### WORK REQUIRED
Provide the number of lines below containing the word "gray", without any other words.

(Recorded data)
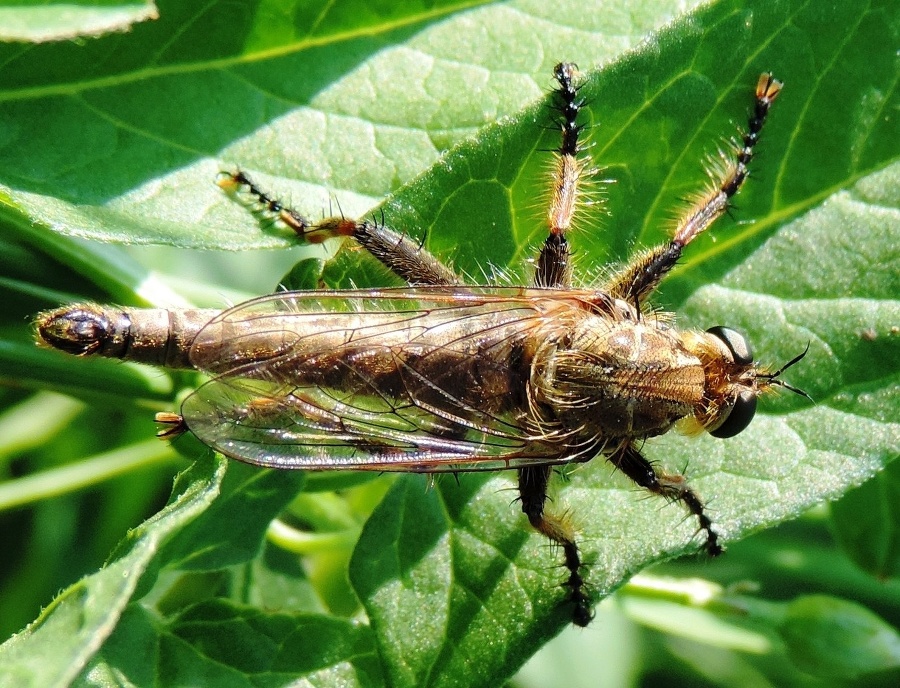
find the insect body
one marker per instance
(440, 376)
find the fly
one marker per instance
(444, 377)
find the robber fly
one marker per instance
(441, 376)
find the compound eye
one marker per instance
(736, 343)
(738, 417)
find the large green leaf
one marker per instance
(120, 139)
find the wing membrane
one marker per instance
(408, 379)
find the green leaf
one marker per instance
(58, 645)
(865, 523)
(834, 638)
(38, 21)
(356, 105)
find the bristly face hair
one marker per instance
(440, 376)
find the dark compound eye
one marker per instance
(736, 343)
(739, 417)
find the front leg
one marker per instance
(643, 274)
(397, 252)
(673, 487)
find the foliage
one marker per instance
(119, 138)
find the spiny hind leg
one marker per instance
(554, 262)
(397, 252)
(533, 494)
(642, 275)
(673, 487)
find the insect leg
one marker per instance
(673, 487)
(533, 493)
(642, 275)
(554, 271)
(553, 265)
(397, 252)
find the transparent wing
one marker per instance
(409, 380)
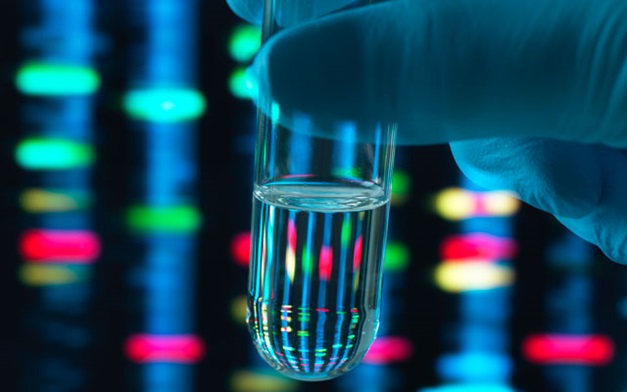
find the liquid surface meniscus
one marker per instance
(315, 278)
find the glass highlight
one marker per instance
(319, 227)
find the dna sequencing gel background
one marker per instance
(126, 155)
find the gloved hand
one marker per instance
(532, 94)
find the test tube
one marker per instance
(319, 227)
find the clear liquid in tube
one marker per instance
(316, 274)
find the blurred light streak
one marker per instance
(53, 154)
(144, 348)
(473, 275)
(458, 204)
(50, 275)
(170, 219)
(38, 200)
(386, 350)
(470, 387)
(244, 42)
(240, 249)
(73, 246)
(56, 79)
(477, 246)
(475, 366)
(592, 350)
(261, 381)
(164, 104)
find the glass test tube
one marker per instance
(319, 227)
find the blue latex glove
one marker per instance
(543, 83)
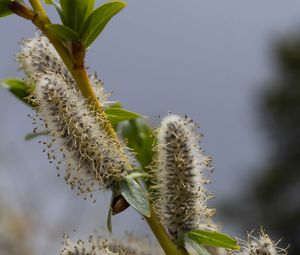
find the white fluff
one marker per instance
(181, 196)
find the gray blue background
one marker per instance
(206, 59)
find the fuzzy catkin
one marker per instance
(38, 56)
(129, 245)
(180, 194)
(78, 140)
(261, 245)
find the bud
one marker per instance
(262, 245)
(38, 56)
(128, 245)
(180, 194)
(78, 138)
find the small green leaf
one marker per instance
(135, 195)
(31, 136)
(116, 115)
(197, 247)
(4, 9)
(213, 238)
(140, 138)
(62, 32)
(97, 21)
(75, 12)
(108, 221)
(19, 88)
(49, 2)
(138, 174)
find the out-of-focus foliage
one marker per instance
(277, 190)
(14, 232)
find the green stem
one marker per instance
(158, 230)
(80, 75)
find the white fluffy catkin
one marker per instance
(129, 245)
(38, 56)
(261, 245)
(78, 140)
(180, 194)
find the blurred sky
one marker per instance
(207, 59)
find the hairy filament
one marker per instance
(180, 196)
(39, 56)
(261, 245)
(110, 246)
(92, 159)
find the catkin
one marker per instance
(180, 196)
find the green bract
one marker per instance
(4, 10)
(80, 21)
(98, 19)
(212, 238)
(140, 138)
(62, 32)
(135, 195)
(17, 87)
(116, 115)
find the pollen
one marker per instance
(180, 176)
(78, 141)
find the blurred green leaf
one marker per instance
(18, 87)
(58, 9)
(212, 238)
(140, 138)
(4, 9)
(75, 12)
(97, 21)
(62, 32)
(135, 195)
(200, 249)
(116, 115)
(138, 174)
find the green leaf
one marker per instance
(62, 32)
(97, 21)
(4, 9)
(138, 174)
(213, 238)
(197, 247)
(116, 115)
(135, 195)
(75, 12)
(108, 221)
(140, 138)
(19, 88)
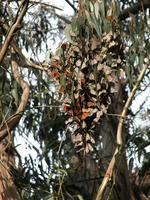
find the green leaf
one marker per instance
(80, 197)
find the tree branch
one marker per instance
(72, 6)
(117, 153)
(12, 121)
(135, 9)
(18, 19)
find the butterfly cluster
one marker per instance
(88, 73)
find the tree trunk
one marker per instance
(88, 175)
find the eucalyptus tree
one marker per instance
(94, 74)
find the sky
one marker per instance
(23, 148)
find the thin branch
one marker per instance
(45, 4)
(72, 6)
(117, 153)
(19, 17)
(25, 61)
(135, 9)
(63, 18)
(12, 121)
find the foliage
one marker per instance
(47, 176)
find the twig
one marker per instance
(72, 6)
(12, 121)
(135, 9)
(116, 155)
(19, 17)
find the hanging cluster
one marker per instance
(88, 73)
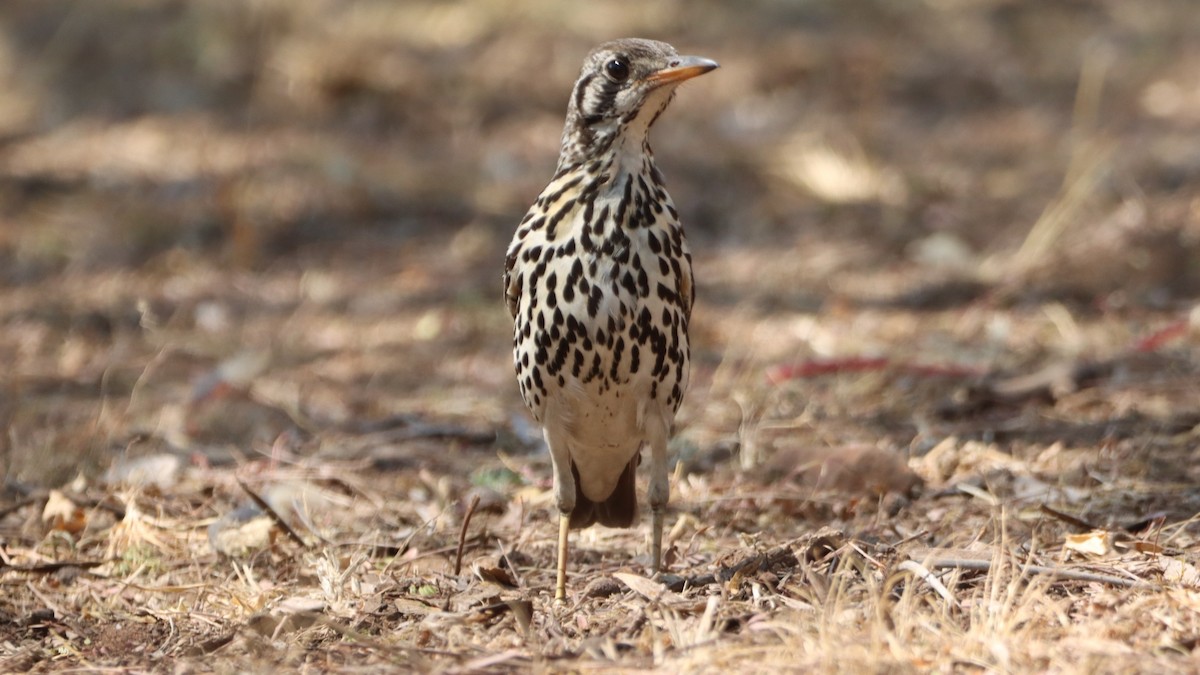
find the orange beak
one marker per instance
(681, 69)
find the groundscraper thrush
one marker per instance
(599, 282)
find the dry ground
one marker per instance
(258, 406)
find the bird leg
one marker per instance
(564, 497)
(564, 526)
(659, 491)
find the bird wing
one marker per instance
(511, 280)
(685, 287)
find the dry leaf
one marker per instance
(1097, 542)
(63, 514)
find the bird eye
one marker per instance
(617, 69)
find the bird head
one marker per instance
(622, 89)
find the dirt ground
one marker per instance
(258, 401)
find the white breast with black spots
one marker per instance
(603, 287)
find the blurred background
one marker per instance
(310, 201)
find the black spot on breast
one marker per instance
(667, 296)
(594, 302)
(628, 282)
(616, 359)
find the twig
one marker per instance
(928, 577)
(279, 519)
(1067, 518)
(1056, 572)
(462, 533)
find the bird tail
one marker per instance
(619, 509)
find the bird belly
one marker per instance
(600, 340)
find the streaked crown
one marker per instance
(623, 88)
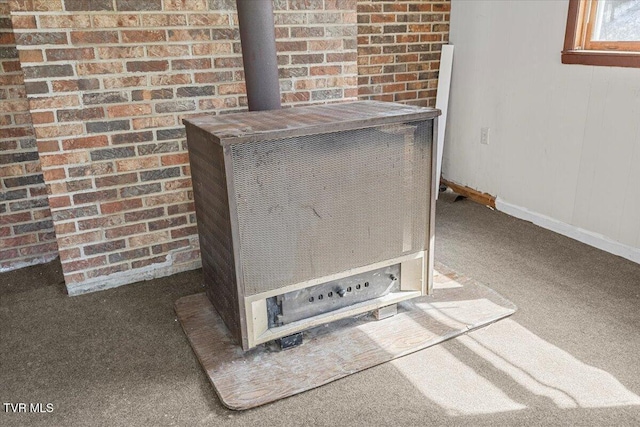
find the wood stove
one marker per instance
(312, 214)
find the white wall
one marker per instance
(564, 139)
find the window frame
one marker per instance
(594, 52)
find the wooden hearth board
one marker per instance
(264, 374)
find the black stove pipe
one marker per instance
(257, 35)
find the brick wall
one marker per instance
(109, 82)
(399, 49)
(26, 230)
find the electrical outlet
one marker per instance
(484, 136)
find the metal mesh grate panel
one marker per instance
(317, 205)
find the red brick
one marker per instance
(120, 206)
(128, 110)
(84, 264)
(85, 142)
(94, 37)
(143, 36)
(126, 230)
(59, 201)
(175, 159)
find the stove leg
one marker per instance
(384, 312)
(290, 341)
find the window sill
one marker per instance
(602, 58)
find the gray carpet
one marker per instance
(569, 356)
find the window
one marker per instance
(603, 32)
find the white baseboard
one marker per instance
(35, 261)
(588, 237)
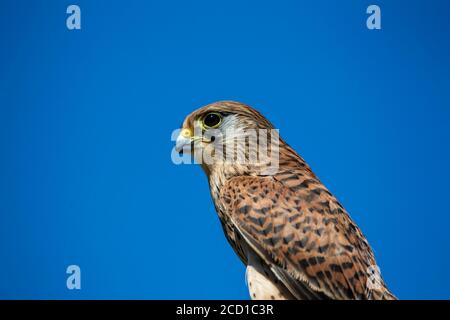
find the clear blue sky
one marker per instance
(86, 116)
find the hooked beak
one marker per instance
(185, 141)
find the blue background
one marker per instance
(86, 119)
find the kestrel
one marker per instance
(296, 239)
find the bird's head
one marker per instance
(227, 135)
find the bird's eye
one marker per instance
(212, 120)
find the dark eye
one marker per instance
(212, 120)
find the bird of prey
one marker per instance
(296, 239)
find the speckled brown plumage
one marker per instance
(303, 241)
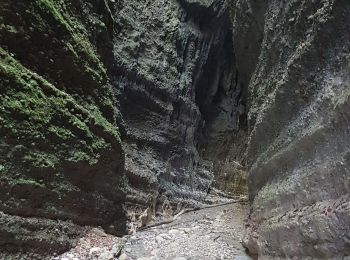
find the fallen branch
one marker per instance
(183, 211)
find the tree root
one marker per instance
(187, 210)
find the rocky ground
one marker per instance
(212, 233)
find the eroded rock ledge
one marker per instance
(200, 90)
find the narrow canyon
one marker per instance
(229, 117)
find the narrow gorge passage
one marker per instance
(116, 114)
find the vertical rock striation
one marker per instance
(61, 156)
(298, 148)
(177, 85)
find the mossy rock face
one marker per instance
(60, 150)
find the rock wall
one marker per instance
(298, 145)
(178, 88)
(61, 157)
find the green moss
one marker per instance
(28, 182)
(33, 111)
(60, 132)
(41, 159)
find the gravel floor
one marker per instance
(213, 233)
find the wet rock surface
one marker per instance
(298, 119)
(208, 234)
(179, 96)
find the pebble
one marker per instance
(155, 252)
(174, 232)
(94, 250)
(159, 239)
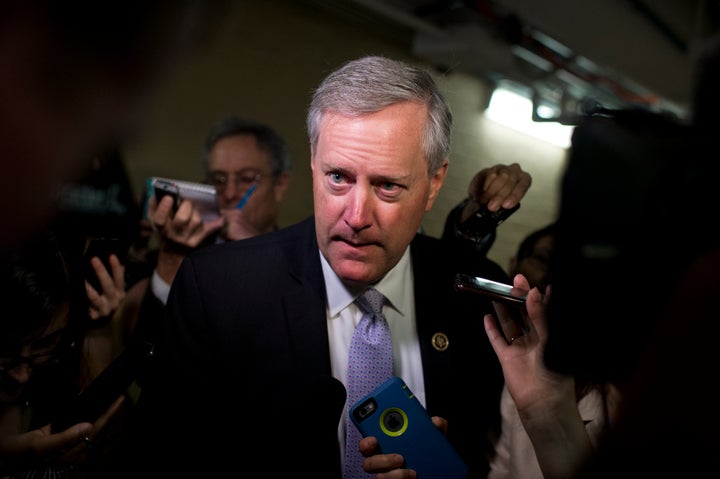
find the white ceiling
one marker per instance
(615, 52)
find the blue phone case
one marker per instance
(401, 425)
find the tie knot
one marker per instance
(371, 301)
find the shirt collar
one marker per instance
(340, 296)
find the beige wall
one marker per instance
(264, 63)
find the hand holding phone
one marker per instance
(493, 290)
(395, 417)
(102, 248)
(106, 388)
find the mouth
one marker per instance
(356, 242)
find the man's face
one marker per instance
(240, 163)
(371, 189)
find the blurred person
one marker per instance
(41, 357)
(533, 257)
(257, 331)
(239, 154)
(77, 76)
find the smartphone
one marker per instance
(102, 247)
(162, 187)
(483, 222)
(493, 290)
(401, 425)
(109, 385)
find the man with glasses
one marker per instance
(249, 164)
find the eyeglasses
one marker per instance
(242, 181)
(49, 352)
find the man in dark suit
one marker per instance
(251, 367)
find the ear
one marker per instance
(512, 264)
(436, 182)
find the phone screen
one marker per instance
(102, 248)
(109, 385)
(493, 290)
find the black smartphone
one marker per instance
(401, 425)
(162, 187)
(109, 385)
(102, 247)
(483, 222)
(493, 290)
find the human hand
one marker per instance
(179, 233)
(237, 225)
(532, 386)
(390, 466)
(105, 302)
(185, 227)
(499, 186)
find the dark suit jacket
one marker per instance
(244, 359)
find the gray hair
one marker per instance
(268, 139)
(371, 83)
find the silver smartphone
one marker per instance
(493, 290)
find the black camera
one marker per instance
(636, 208)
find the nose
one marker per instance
(358, 211)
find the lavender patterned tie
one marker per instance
(369, 365)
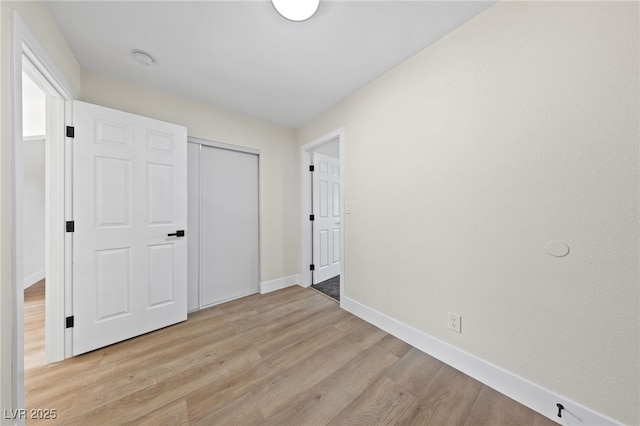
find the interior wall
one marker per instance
(34, 120)
(36, 16)
(517, 129)
(279, 218)
(33, 209)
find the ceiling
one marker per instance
(243, 56)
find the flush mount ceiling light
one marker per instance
(143, 58)
(296, 10)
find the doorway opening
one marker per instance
(34, 138)
(323, 200)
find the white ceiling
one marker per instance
(243, 56)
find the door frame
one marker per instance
(305, 208)
(229, 147)
(25, 46)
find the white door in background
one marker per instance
(326, 211)
(229, 225)
(129, 196)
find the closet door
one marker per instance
(229, 252)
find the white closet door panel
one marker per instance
(193, 226)
(229, 251)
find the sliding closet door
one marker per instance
(229, 262)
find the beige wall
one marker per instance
(519, 128)
(278, 172)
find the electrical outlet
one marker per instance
(453, 322)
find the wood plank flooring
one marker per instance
(290, 357)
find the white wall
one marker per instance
(34, 123)
(36, 16)
(279, 235)
(34, 112)
(519, 128)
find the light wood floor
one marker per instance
(291, 357)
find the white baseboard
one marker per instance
(525, 392)
(273, 285)
(33, 278)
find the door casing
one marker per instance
(305, 208)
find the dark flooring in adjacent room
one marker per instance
(330, 287)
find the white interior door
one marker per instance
(326, 211)
(229, 227)
(129, 195)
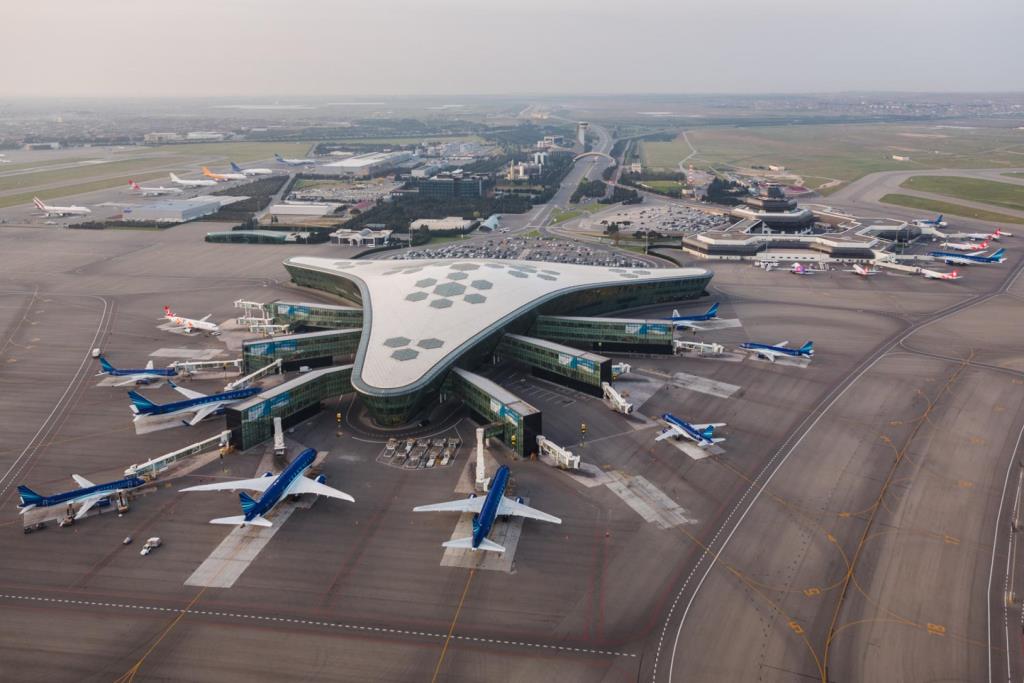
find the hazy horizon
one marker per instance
(240, 48)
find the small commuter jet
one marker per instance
(154, 191)
(251, 171)
(772, 351)
(294, 162)
(136, 376)
(222, 176)
(188, 324)
(60, 210)
(192, 183)
(690, 322)
(87, 494)
(967, 246)
(862, 271)
(969, 259)
(201, 404)
(935, 222)
(485, 510)
(292, 481)
(935, 274)
(702, 435)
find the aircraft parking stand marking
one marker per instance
(314, 623)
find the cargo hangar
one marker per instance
(407, 335)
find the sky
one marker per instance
(423, 47)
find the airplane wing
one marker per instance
(187, 393)
(82, 481)
(462, 505)
(203, 414)
(510, 507)
(256, 483)
(307, 485)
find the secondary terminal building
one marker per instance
(423, 319)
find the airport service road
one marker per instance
(862, 551)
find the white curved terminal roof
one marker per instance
(418, 313)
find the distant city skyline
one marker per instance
(253, 48)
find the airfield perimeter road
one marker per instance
(863, 549)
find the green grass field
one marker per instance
(952, 209)
(987, 191)
(25, 198)
(844, 152)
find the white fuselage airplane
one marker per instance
(188, 324)
(154, 191)
(192, 183)
(935, 274)
(60, 210)
(862, 271)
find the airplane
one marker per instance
(935, 274)
(154, 191)
(967, 246)
(702, 435)
(136, 376)
(969, 259)
(189, 324)
(862, 271)
(292, 481)
(935, 222)
(690, 321)
(295, 162)
(222, 176)
(251, 171)
(772, 351)
(485, 510)
(202, 404)
(60, 210)
(192, 183)
(88, 495)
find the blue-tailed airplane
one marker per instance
(87, 495)
(485, 510)
(689, 322)
(202, 404)
(292, 481)
(969, 259)
(772, 351)
(702, 435)
(138, 375)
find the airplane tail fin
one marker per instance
(29, 497)
(467, 544)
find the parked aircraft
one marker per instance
(689, 321)
(292, 481)
(862, 271)
(154, 191)
(222, 176)
(970, 259)
(294, 162)
(201, 404)
(772, 351)
(485, 510)
(251, 171)
(87, 495)
(136, 376)
(188, 324)
(60, 210)
(192, 183)
(702, 435)
(935, 274)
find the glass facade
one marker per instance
(324, 347)
(251, 422)
(559, 364)
(494, 403)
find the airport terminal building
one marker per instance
(421, 319)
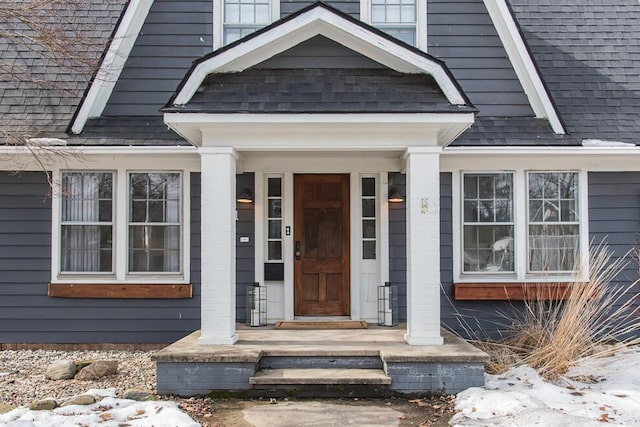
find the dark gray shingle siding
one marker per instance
(319, 90)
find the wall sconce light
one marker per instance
(245, 196)
(395, 196)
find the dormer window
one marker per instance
(239, 18)
(402, 19)
(395, 17)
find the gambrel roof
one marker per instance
(43, 102)
(588, 52)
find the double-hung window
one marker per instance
(405, 20)
(154, 222)
(142, 227)
(520, 224)
(87, 222)
(239, 18)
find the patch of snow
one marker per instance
(108, 411)
(603, 143)
(609, 393)
(47, 141)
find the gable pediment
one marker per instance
(317, 20)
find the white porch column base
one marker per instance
(218, 231)
(423, 246)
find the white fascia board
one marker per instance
(113, 63)
(505, 151)
(523, 65)
(384, 131)
(319, 21)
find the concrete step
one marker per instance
(319, 377)
(322, 362)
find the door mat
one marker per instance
(334, 324)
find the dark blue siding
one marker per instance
(461, 33)
(174, 34)
(27, 315)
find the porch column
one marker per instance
(423, 246)
(218, 230)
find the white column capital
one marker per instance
(218, 151)
(422, 150)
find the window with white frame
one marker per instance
(397, 18)
(368, 218)
(154, 222)
(488, 222)
(239, 18)
(553, 229)
(274, 219)
(86, 226)
(547, 232)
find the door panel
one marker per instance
(321, 226)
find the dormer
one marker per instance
(405, 20)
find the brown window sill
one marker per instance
(509, 291)
(125, 290)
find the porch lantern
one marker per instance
(256, 305)
(245, 196)
(387, 305)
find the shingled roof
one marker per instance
(588, 52)
(39, 91)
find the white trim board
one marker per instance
(319, 21)
(112, 64)
(522, 62)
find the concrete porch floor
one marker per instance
(384, 342)
(187, 368)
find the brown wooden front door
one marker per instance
(321, 245)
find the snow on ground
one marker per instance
(598, 391)
(108, 411)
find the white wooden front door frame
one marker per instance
(376, 165)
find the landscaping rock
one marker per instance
(4, 408)
(43, 405)
(61, 370)
(83, 399)
(138, 394)
(98, 369)
(81, 364)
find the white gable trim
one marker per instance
(523, 64)
(113, 63)
(319, 21)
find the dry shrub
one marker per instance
(596, 319)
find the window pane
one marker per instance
(369, 208)
(86, 248)
(275, 208)
(488, 248)
(553, 247)
(154, 199)
(275, 187)
(275, 251)
(275, 229)
(369, 228)
(369, 187)
(369, 249)
(487, 206)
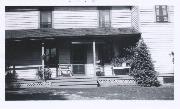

### EXERCISE SOLUTION
4